ZITIERTER TEXTAUSZUG

▼

Montag, 23. September 2019

...und dann noch eine.

Ich stehe auf um nicht mehr liegen zu müssen und setze mich auf die Couch. Das Drehen und Wenden ist sinnlos. Die Wände sind warm und das Zimmer wirkt kleiner als sonst. Der Couchbezug passt sich sofort meiner Körpertemperatur an und ich rutsche hin und her, um schließlich wieder aufzustehen. In der Schale, die ich mit Wasser für durstige Vögel befüllte und auf das Fenstersims stellte, schwimmen tote Fliegen und Spinnen. Eigentlich wollte ich Leben retten, aber es ist wie es ist. Ich schütte das Wasser in die Toilette, fülle neues hinein und stelle sie wieder nach draußen. Jeder verdient eine Chance, und dann noch eine.

Sei du selbst!

Es ist völlig egal wie du rumläufst, auch, wenn du dich mal schick machst und dein Viertel verlässt. Solange du noch immer von zwielichtigen Gestalten nach Alufolie und Ascorbinsäure gefragt wirst, weißt du, du bist noch du selbst. Die Särge unter deinen Augen sind auch da wenn du lächelst, und auch mit neuen Schuhen lässt sich deine gebückte Art zu gehen nicht verheimlichen. Sie wissen bescheid, sie wissen was du bist. Und obwohl du das Schlimmste bis jetzt vermieden hast, werden sie da sein, wenn du schwach wirst. Sie warten auf dich, wenn der Drink nicht mehr hilft, wenn du müde bist, und einen warmen Platz brauchst an dem du hundert Jahre schlafen kannst. Schlafe nicht! Bleib wach! Geh nach Hause, und leg dich hin!

▲

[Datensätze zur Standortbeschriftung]
▼

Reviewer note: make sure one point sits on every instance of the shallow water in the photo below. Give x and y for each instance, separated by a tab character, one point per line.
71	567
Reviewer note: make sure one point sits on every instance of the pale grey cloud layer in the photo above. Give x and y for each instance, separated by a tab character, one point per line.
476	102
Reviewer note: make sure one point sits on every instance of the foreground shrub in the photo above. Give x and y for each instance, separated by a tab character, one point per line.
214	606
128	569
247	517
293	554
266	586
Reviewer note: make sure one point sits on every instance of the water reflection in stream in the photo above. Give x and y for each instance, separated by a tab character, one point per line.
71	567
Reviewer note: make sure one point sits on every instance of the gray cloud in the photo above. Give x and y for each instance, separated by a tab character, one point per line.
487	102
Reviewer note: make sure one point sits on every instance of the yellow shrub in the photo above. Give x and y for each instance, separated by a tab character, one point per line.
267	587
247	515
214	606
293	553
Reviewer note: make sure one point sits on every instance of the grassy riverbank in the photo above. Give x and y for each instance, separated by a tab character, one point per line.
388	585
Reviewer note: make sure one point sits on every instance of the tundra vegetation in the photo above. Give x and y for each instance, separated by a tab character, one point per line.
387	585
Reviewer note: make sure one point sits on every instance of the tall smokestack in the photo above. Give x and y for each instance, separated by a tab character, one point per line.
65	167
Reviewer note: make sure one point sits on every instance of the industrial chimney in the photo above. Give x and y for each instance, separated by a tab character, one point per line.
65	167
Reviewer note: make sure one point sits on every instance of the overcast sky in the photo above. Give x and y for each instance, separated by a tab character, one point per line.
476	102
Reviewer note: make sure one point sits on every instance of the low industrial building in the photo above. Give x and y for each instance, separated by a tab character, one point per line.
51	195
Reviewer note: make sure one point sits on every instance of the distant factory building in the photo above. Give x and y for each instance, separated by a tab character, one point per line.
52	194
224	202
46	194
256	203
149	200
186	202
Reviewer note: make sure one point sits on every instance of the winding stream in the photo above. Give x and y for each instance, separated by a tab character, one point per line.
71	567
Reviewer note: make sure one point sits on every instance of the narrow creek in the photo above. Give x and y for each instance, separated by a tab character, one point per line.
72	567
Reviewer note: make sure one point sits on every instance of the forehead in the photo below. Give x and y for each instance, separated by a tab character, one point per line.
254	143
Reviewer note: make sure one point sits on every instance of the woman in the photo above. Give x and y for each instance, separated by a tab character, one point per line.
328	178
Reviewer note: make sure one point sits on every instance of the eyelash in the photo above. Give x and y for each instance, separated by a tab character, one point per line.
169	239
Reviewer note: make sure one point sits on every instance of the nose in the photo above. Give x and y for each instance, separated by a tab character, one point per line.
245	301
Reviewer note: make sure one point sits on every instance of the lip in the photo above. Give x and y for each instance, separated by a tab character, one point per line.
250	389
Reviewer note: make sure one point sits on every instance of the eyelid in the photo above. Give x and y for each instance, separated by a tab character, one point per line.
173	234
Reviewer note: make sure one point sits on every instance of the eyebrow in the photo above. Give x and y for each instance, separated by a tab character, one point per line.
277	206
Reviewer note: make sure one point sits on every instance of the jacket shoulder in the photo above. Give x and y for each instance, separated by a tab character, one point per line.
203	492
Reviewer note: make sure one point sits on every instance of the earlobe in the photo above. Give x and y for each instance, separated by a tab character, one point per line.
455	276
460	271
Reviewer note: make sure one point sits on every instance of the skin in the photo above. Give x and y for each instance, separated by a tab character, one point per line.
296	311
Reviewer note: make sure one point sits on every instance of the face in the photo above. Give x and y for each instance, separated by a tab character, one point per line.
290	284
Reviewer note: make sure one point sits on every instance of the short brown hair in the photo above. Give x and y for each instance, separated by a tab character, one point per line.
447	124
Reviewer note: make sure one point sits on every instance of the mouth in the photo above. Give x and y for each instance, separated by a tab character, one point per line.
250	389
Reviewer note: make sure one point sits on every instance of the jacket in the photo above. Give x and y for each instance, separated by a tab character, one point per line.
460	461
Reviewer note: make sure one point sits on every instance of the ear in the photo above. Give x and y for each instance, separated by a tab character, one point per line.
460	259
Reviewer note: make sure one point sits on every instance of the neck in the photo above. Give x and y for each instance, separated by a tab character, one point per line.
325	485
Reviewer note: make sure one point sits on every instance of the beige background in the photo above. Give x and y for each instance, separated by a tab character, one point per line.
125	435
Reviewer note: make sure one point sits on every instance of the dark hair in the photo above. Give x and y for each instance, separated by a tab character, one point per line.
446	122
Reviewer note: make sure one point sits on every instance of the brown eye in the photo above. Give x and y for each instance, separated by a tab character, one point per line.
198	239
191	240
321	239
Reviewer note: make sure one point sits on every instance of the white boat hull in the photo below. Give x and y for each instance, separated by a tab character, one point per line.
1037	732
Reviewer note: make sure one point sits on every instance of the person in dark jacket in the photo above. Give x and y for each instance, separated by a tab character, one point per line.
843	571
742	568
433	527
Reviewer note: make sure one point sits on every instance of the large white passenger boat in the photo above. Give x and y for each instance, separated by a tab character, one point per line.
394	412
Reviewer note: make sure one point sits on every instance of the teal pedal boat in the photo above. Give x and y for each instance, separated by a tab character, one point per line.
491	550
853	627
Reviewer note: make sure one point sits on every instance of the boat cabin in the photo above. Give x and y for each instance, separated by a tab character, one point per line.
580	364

▲

ZIELSETZUNG
Geben Sie den Textauszug vollständig und Wort für Wort wieder. Die Auflistung spielt hierfür keine Rolle.

MUSTERLÖSUNG
Montag, 23. September 2019

...und dann noch eine.

Ich stehe auf um nicht mehr liegen zu müssen und setze mich auf die Couch. Das Drehen und Wenden ist sinnlos. Die Wände sind warm und das Zimmer wirkt kleiner als sonst. Der Couchbezug passt sich sofort meiner Körpertemperatur an und ich rutsche hin und her, um schließlich wieder aufzustehen. In der Schale, die ich mit Wasser für durstige Vögel befüllte und auf das Fenstersims stellte, schwimmen tote Fliegen und Spinnen. Eigentlich wollte ich Leben retten, aber es ist wie es ist. Ich schütte das Wasser in die Toilette, fülle neues hinein und stelle sie wieder nach draußen. Jeder verdient eine Chance, und dann noch eine.

Sei du selbst!

Es ist völlig egal wie du rumläufst, auch, wenn du dich mal schick machst und dein Viertel verlässt. Solange du noch immer von zwielichtigen Gestalten nach Alufolie und Ascorbinsäure gefragt wirst, weißt du, du bist noch du selbst. Die Särge unter deinen Augen sind auch da wenn du lächelst, und auch mit neuen Schuhen lässt sich deine gebückte Art zu gehen nicht verheimlichen. Sie wissen bescheid, sie wissen was du bist. Und obwohl du das Schlimmste bis jetzt vermieden hast, werden sie da sein, wenn du schwach wirst. Sie warten auf dich, wenn der Drink nicht mehr hilft, wenn du müde bist, und einen warmen Platz brauchst an dem du hundert Jahre schlafen kannst. Schlafe nicht! Bleib wach! Geh nach Hause, und leg dich hin!